# Records supplied
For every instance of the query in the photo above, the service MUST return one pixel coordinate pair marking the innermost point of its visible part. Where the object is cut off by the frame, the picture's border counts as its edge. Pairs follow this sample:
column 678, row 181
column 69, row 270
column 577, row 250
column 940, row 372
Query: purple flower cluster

# Requirement
Retype every entry word for word.

# Exercise result
For every instance of the query in the photo above, the service MUST return one pixel coordinate pair marking the innermost point of its visible part. Where the object is cut off by the frame, the picture's border counts as its edge. Pairs follow this sample:
column 678, row 181
column 69, row 270
column 577, row 250
column 940, row 372
Query: purple flower cluster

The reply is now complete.